Records from a collection
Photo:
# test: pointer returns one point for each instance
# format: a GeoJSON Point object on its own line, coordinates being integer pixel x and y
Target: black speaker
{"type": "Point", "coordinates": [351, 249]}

> What you need to do
Could you copy every one of the records above, line for line, with nothing changed?

> Correct response
Photo:
# test: pointer returns one point for each instance
# format: a GeoJSON Point object on its own line, coordinates being integer pixel x and y
Target: black speaker
{"type": "Point", "coordinates": [351, 249]}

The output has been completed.